= Beginning of Section =

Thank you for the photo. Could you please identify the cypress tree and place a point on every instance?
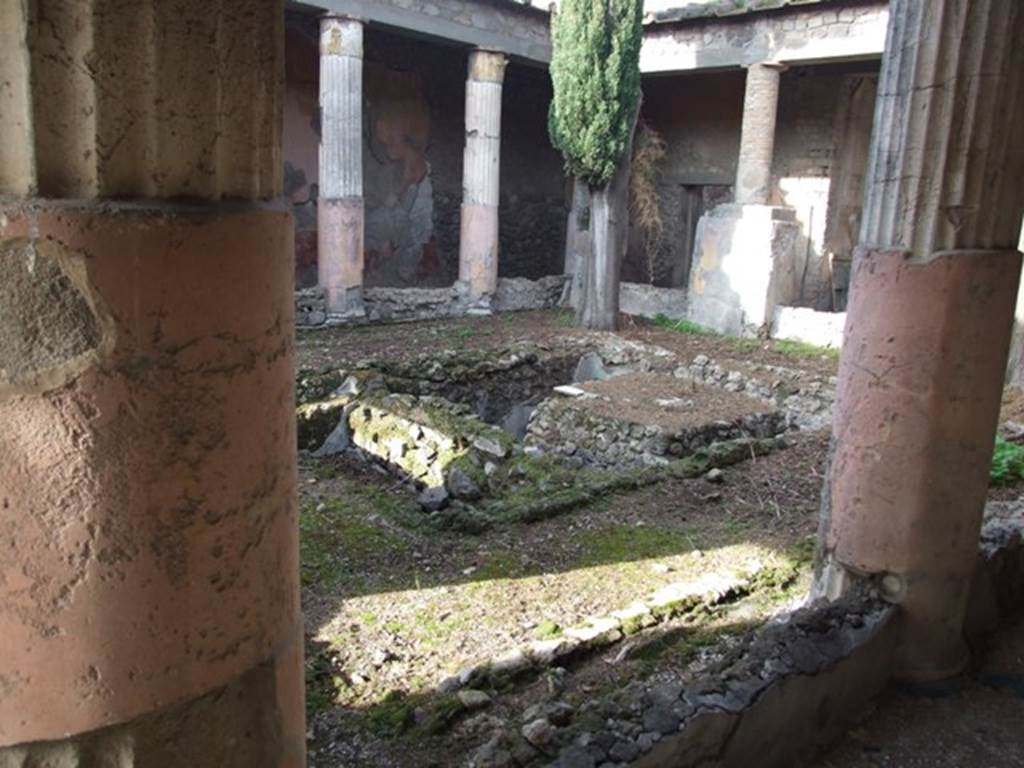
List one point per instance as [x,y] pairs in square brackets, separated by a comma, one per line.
[595,73]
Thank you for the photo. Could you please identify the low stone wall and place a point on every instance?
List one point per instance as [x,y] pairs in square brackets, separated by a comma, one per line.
[806,398]
[520,294]
[996,597]
[562,427]
[809,326]
[670,602]
[749,705]
[491,383]
[410,304]
[649,301]
[422,437]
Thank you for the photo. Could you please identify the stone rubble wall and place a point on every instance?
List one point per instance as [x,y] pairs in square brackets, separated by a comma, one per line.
[806,398]
[809,326]
[744,704]
[422,437]
[563,427]
[410,304]
[598,633]
[489,383]
[748,700]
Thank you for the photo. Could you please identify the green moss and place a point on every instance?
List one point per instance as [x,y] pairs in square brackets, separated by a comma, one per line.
[334,538]
[803,349]
[683,326]
[619,543]
[316,420]
[499,565]
[547,630]
[311,386]
[1008,463]
[393,716]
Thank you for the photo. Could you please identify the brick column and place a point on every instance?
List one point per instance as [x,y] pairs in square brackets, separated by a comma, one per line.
[481,174]
[341,213]
[928,330]
[148,559]
[757,142]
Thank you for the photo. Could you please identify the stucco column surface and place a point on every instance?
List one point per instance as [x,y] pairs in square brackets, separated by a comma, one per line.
[341,214]
[928,330]
[481,176]
[148,554]
[757,142]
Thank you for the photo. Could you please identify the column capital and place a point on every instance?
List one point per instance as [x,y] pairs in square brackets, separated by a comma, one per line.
[487,65]
[774,66]
[341,36]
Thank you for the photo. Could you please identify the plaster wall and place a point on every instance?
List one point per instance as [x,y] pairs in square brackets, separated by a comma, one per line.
[414,136]
[699,117]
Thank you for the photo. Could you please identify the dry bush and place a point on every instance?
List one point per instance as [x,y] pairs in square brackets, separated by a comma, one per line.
[645,201]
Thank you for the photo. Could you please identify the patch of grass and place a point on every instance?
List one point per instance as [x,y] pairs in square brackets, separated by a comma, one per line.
[621,543]
[547,630]
[500,565]
[395,715]
[565,320]
[1008,463]
[323,681]
[803,349]
[683,326]
[335,535]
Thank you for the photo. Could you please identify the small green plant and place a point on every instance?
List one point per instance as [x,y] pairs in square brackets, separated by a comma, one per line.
[683,326]
[1008,463]
[547,630]
[803,349]
[566,320]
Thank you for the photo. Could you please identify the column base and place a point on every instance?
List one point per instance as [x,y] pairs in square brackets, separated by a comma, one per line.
[151,552]
[339,257]
[920,386]
[744,264]
[478,253]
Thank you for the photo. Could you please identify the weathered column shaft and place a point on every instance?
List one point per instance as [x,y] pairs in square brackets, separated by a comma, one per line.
[928,329]
[941,175]
[148,558]
[481,175]
[757,142]
[341,211]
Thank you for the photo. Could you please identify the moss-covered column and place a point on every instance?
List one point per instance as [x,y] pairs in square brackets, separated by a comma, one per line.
[341,212]
[481,174]
[148,559]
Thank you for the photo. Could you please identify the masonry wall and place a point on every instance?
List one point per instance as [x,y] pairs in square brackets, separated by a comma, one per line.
[699,117]
[413,152]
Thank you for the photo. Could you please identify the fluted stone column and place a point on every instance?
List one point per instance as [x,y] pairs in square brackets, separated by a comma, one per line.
[481,177]
[148,558]
[744,260]
[757,142]
[928,330]
[341,211]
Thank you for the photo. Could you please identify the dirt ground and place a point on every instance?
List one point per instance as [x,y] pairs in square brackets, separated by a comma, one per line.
[394,605]
[972,722]
[340,347]
[663,400]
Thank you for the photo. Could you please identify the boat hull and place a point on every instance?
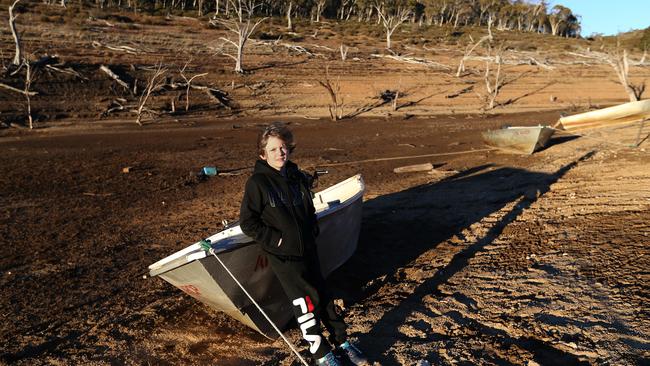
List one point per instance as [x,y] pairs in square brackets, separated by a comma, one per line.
[523,140]
[204,278]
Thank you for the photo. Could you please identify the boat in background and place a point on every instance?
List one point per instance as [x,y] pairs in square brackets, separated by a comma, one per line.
[524,140]
[631,112]
[201,276]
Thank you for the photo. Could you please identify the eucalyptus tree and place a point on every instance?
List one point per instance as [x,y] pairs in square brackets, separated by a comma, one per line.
[392,14]
[241,24]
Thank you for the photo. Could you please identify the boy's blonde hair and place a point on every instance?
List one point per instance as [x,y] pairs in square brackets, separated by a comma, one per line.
[275,129]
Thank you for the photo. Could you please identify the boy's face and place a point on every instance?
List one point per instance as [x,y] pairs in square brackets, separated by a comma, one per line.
[276,153]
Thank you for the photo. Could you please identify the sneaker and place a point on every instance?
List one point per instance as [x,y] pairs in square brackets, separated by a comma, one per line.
[353,354]
[328,360]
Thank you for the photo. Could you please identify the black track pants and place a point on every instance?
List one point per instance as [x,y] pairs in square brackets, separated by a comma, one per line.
[303,283]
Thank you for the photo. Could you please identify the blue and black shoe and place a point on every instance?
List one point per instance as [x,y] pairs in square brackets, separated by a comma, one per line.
[353,354]
[328,360]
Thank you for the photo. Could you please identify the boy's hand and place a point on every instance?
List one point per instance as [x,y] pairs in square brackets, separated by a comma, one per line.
[205,244]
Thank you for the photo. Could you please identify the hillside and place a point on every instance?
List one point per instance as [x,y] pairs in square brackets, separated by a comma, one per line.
[283,69]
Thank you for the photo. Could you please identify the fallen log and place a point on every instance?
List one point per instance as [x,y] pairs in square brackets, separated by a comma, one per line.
[114,76]
[9,87]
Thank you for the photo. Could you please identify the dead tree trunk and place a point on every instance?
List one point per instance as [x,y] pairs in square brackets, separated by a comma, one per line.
[468,52]
[334,90]
[155,82]
[622,68]
[243,27]
[18,57]
[493,87]
[28,83]
[189,85]
[392,22]
[289,23]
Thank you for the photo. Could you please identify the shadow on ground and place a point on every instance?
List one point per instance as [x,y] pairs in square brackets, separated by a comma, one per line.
[398,228]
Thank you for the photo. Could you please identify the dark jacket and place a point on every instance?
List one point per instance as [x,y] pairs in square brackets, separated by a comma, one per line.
[278,205]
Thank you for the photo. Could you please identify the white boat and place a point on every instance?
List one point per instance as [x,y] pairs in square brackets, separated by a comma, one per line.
[520,139]
[624,113]
[200,275]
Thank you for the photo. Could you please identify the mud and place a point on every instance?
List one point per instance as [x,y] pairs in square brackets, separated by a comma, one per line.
[497,259]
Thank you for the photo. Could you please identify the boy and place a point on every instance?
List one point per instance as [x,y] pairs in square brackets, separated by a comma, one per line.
[277,211]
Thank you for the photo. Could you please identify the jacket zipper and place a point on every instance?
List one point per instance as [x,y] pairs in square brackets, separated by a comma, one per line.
[293,216]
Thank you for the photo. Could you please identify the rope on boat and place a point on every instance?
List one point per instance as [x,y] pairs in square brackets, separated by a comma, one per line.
[260,309]
[407,157]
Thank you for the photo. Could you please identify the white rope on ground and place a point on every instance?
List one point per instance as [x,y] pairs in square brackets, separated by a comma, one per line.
[260,309]
[406,157]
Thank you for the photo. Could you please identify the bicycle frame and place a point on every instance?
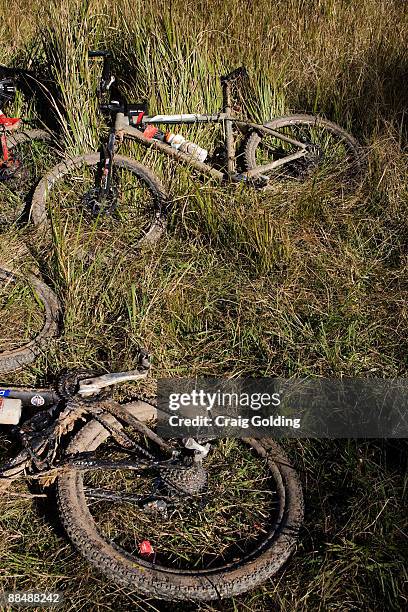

= End of Section =

(PROMPT): Each entry needs to be retyped exactly; the pictures stay out.

(TASK ANSWER):
Thank you for the photo. Could you please identify the cypress tree and place a point on every instance?
List one point per instance as [x,y] pairs in square brackets, separated by a comma, one per line.
[595,73]
Thank you for the photo. Could you please identify the low stone wall and place a point on every instance?
List one point per instance as [x,y] pairs in square brackets, separated by a comma, one per line.
[806,398]
[520,294]
[996,597]
[562,427]
[809,326]
[670,602]
[749,705]
[491,383]
[410,304]
[649,301]
[422,437]
Thank you for the photo. Could you please identify the stone rubble wall and place a point on every instance?
List one point per instance as [x,y] pairs in square brackets, separated by a comma, one per line.
[806,398]
[809,326]
[744,704]
[422,437]
[563,427]
[410,304]
[598,633]
[489,383]
[748,700]
Thank you for the photo. Could you please identify the green moss and place a point on every instance?
List one point per instance as [x,y] pairs in square brackets, separated by a comma, one per line.
[334,538]
[803,349]
[683,326]
[619,543]
[316,420]
[499,565]
[547,630]
[311,386]
[1008,463]
[393,716]
Thank you for the photo. Could you please identify the brick column and place a point on every instance?
List one point per instance as [x,y] pairs in square brackets, separated by a comma, one per line.
[481,174]
[341,213]
[928,330]
[148,559]
[757,142]
Thank you for the photo. Could you please identify the stucco column surface and place a point on every instance?
List one point per instance as [x,y] pairs in square brackets, separated by a comma, one per line.
[341,214]
[928,330]
[481,176]
[148,554]
[757,142]
Thank you for the photo. Could you please identify the column capital and place a point on every instance?
List one point per instance as [x,y] pairs in square brackets, separated by a comma, one per line.
[487,65]
[774,66]
[341,36]
Thank you for the photo. Could you please identify the plaster wall and place a point on every instance?
List one point per instance as [x,y] pairs in square brackets, separated by a comma, one per line.
[414,136]
[699,117]
Thank you for the photo. Could you please identify the dry bush and place a point on every instance?
List one point per instance as [x,y] pairs in square brackets, separated by a comma, one per line.
[645,201]
Thank you for the photo. Could you please identify the patch of grass and place a point on every instance?
List one point per instance as [x,y] pairs in square brackets, separated by a comma, one per line.
[621,543]
[547,630]
[500,565]
[395,715]
[565,320]
[1008,463]
[323,681]
[803,349]
[683,326]
[335,535]
Thank you for the photo. Could you please identify the small green plant and place a point on every instance?
List one point per instance as [x,y] pairs in square brackets, separated by a comma, one per line.
[683,326]
[1008,463]
[547,630]
[803,349]
[566,320]
Thank you for the photo. Could you please identify the column base and place a point on every instance?
List one point per instance as [x,y] pairs in square brackets, separated by a comma, one per line.
[151,552]
[339,257]
[920,386]
[744,264]
[478,253]
Thank you for the photo. Could you please identify the weathered column shaft and place a point on every instance?
List one point per instance as [x,y] pairs in square brackets, separated by a comma, one per line.
[928,329]
[941,175]
[148,558]
[481,175]
[757,142]
[341,211]
Thank you for the photo. Could you please identify the moss-covered column and place a point on every instance?
List one point per instance as [x,y] pairs in square brackets, separated by a comma, one per line.
[341,212]
[481,174]
[148,559]
Thank you for the photo. Could you please identify the masonry wall and place a point on every instance?
List one point per instance as [x,y] pairs in square brackets, separated by a comma, one per line.
[699,117]
[413,152]
Thank you for the photo. Could you please identify the fluted stone column and place a point on every instance?
List one point per instance as [x,y] pairs in square brackets, separated by a comma, one per line.
[481,177]
[148,558]
[744,260]
[757,142]
[928,330]
[341,211]
Thank you for the photo. Could you please identify the dirt ground and place a point on every instance?
List one point per instance as [x,y] pairs in square brackets, separated by a comma, one per line.
[394,605]
[972,722]
[340,347]
[663,400]
Thank you for the photo. Could you please identify the boat hull and place a point on every instance?
List one point per instance as [x,y] pairs in square brackets, separated by a comma, one per line.
[523,140]
[204,278]
Thank you for the photo. Could you please identify the boat in background and place a point on every instance?
List one point per instance as [x,y] pairs in square brackets, separated by a comma, one per line.
[524,140]
[631,112]
[201,276]
Thank you for the photo. Could you please identify the eucalyptus tree and place a point on every instance?
List one point per instance as [x,y] pairs in square brackets, separated by a comma, one per line.
[392,14]
[241,24]
Thank you for the photo. Could you please identify the boy's blonde hair and place a point on every instance?
List one point per instance as [x,y] pairs in square brackets, separated by a comma, one per line.
[275,129]
Thank you for the photo. Could you please identify the boy's face and place a point on every instance?
List one point per instance as [x,y] pairs in square brackets, separated by a comma, one per line.
[276,153]
Thank you for the photo. Could you please identify the sneaker and place a point on every instance?
List one point per instance as [x,y] pairs in square brackets, separated by a comma, one per line.
[353,354]
[328,360]
Thank you for the photo. Could you please identify the black track pants and place a point on every instance?
List one point per instance as [x,y] pairs in square brackets, separated by a comma, one per line.
[303,283]
Thank you for the photo. Could you please identify the blue and black shoe and place a point on every instance?
List one point per instance as [x,y] pairs in square brackets, separated by a comma, one per line.
[353,354]
[328,360]
Thank you for the photo. Could you please identify the boy's hand and place a point on every instance?
List one point per instance as [x,y] pairs in square brackets, separated by a comma, one per line.
[205,244]
Thank you for the photo. Could you please identify the hillside and place a point on every instance?
List one point per instance as [x,y] pairs in square brackets, separated by a comma, one per line.
[283,69]
Thank you for the photo. Could you please identify the fallen log and place a point on every instance?
List one point per instance as [x,y] pairs in square brackets, separated by a comma, one per line.
[114,76]
[9,87]
Thank you for the photo. Could you please identify the dead tree trunk and place a point on every instance?
List one point per instance as [x,y] pairs in square brackets, separated by a comma, one per line.
[468,52]
[334,90]
[155,82]
[622,68]
[243,27]
[18,57]
[493,87]
[28,83]
[189,85]
[392,22]
[289,23]
Thank you for the photo. Could you please identify the shadow on ground and place a point on every instance?
List one point per instance as [x,y] pairs in square brackets, separated by a comma, one per line.
[398,228]
Thank you for the photo. Could you please identify the dark jacket and place a point on every instance?
List one point per instance as [x,y] pairs in square brackets, separated by a comma, one per line.
[278,205]
Thank you for the photo. Could you please identify the white boat and place a point on every instance?
List one point per instance as [x,y] pairs in square brackets, separated by a comma, one per line.
[520,139]
[624,113]
[200,275]
Thank you for the photo. Could you please identify the mud and place a point on every instance?
List one point per instance as [x,y] pairs in square brackets, separated by a comma, one per line.
[497,259]
Thank you for the photo. Could you please identify the boy and place a point on every instance?
List one point per instance as [x,y] pairs in square brackets, separated by a comma, one per line.
[277,211]
Thank you for the photo. Could you please identify the jacket zipper and place a point on every instance?
List one point per instance as [x,y] pairs in square brackets, separated by a comma, one per line.
[293,216]
Thank you for the photo. Could you please identify the rope on boat and place a point on every instance?
List one point per instance as [x,y] pairs in square brackets, separated by a comma, one per line.
[260,309]
[407,157]
Thank you for the photo. Could you please identify the white rope on ground and place a point on every instance?
List one point per instance as [x,y] pairs in square brackets, separated by a comma, one per line.
[260,309]
[406,157]
Thank you for the photo. Could you please identify the bicycle frame and place a point on every instance?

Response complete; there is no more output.